#### Information supplied ####
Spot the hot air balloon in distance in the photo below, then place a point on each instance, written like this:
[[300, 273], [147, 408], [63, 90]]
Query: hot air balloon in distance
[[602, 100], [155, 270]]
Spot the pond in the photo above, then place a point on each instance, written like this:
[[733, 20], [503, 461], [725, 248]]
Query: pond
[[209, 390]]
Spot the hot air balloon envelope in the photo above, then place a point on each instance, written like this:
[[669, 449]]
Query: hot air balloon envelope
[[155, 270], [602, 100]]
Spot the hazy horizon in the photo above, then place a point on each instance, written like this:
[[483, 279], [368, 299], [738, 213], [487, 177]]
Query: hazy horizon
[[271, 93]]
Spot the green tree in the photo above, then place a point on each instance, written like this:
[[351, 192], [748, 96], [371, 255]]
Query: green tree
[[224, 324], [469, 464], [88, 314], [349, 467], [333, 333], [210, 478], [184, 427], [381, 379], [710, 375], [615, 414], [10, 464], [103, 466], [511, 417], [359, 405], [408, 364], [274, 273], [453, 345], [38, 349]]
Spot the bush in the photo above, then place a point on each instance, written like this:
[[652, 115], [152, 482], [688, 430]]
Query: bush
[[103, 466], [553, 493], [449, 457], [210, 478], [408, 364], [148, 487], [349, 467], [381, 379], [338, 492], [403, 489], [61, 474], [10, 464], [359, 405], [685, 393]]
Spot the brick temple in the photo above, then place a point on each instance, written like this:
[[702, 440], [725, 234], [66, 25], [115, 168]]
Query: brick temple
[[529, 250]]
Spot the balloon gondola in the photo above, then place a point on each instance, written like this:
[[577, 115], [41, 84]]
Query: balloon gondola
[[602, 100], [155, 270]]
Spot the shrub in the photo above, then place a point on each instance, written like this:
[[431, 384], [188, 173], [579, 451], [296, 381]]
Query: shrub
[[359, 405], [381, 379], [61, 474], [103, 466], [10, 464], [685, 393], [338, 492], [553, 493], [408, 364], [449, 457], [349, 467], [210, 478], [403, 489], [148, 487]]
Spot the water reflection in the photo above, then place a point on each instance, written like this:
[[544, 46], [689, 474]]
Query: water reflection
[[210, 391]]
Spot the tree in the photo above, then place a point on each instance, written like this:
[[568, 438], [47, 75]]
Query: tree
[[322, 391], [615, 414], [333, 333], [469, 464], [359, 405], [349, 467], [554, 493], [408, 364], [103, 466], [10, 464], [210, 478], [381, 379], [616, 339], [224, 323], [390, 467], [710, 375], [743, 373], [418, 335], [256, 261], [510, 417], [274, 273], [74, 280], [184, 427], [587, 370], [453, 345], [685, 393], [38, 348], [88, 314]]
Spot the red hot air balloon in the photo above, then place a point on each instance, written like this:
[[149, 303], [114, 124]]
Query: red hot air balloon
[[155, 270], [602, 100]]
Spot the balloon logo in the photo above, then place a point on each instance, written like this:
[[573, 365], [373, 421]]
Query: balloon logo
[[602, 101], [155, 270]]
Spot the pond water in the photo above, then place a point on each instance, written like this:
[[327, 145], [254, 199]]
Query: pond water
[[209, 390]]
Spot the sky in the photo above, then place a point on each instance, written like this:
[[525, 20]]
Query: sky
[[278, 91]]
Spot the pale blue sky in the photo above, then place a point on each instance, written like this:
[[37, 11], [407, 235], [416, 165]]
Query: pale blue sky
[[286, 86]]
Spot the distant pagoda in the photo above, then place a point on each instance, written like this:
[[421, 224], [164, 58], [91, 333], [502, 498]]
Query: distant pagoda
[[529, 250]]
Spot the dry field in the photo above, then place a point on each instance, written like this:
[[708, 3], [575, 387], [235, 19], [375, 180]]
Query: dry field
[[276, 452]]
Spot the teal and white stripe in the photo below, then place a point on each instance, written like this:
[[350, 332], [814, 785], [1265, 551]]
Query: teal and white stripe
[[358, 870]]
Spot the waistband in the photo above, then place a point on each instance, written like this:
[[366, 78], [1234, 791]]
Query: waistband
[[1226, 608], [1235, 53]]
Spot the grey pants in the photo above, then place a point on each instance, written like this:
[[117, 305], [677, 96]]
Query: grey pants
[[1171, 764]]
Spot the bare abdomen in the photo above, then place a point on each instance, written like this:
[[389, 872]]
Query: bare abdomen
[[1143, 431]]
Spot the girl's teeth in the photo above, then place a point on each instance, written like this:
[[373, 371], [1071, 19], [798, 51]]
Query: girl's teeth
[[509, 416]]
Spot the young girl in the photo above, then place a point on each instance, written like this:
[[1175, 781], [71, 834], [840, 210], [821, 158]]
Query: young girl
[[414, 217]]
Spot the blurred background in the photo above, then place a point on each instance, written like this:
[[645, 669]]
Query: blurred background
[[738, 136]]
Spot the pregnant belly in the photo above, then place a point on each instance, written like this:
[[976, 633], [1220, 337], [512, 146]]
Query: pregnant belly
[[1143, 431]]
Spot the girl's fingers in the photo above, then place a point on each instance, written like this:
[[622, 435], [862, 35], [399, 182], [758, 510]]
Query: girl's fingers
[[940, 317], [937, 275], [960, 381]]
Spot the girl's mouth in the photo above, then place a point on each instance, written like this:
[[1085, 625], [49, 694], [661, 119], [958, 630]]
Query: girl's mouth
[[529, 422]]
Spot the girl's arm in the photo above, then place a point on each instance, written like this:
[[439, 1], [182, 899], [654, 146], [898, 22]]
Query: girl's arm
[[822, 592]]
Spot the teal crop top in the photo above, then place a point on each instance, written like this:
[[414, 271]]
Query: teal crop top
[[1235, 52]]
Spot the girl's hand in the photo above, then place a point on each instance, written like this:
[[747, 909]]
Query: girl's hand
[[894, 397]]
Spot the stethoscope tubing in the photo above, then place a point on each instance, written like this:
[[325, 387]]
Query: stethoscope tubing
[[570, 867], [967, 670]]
####
__Task brief__. Reproduce the stretch of records from the line containing "Spot the sky" through the line containing "[[1226, 608], [1235, 53]]", both ends included, and give only those lines. Multiply every answer coordinate by 1.55 and round to whole numbers with halves rounded up, leaving the requests and their format samples unchanged.

__Written answer__.
Spot the sky in the photo above, then place a point on each instance, written like this:
[[525, 20]]
Query: sky
[[431, 141]]
Spot the pale blue sky in the photo above, then place a point on each instance, written like this:
[[37, 11], [407, 235], [416, 165]]
Query: pale blue sky
[[443, 133]]
Spot the distant pagoda in the photo above, then place a point on each instance, written like this:
[[421, 224], [164, 58], [91, 333], [502, 498]]
Query: distant pagoda
[[820, 388]]
Spot the dry field in the photo above, then place a point on each instance, written like this:
[[708, 3], [575, 387], [235, 19], [375, 180]]
Query: dry field
[[428, 701]]
Spot the teal and white stripe in the photo below, then place a point on each instance, written like this:
[[350, 332], [814, 785], [1265, 551]]
Query: teal and white stripe
[[555, 1349]]
Spot the waistband in the photo above, then place a point on each instance, written like this:
[[366, 78], [1234, 791]]
Query: waistband
[[1900, 942], [1914, 82]]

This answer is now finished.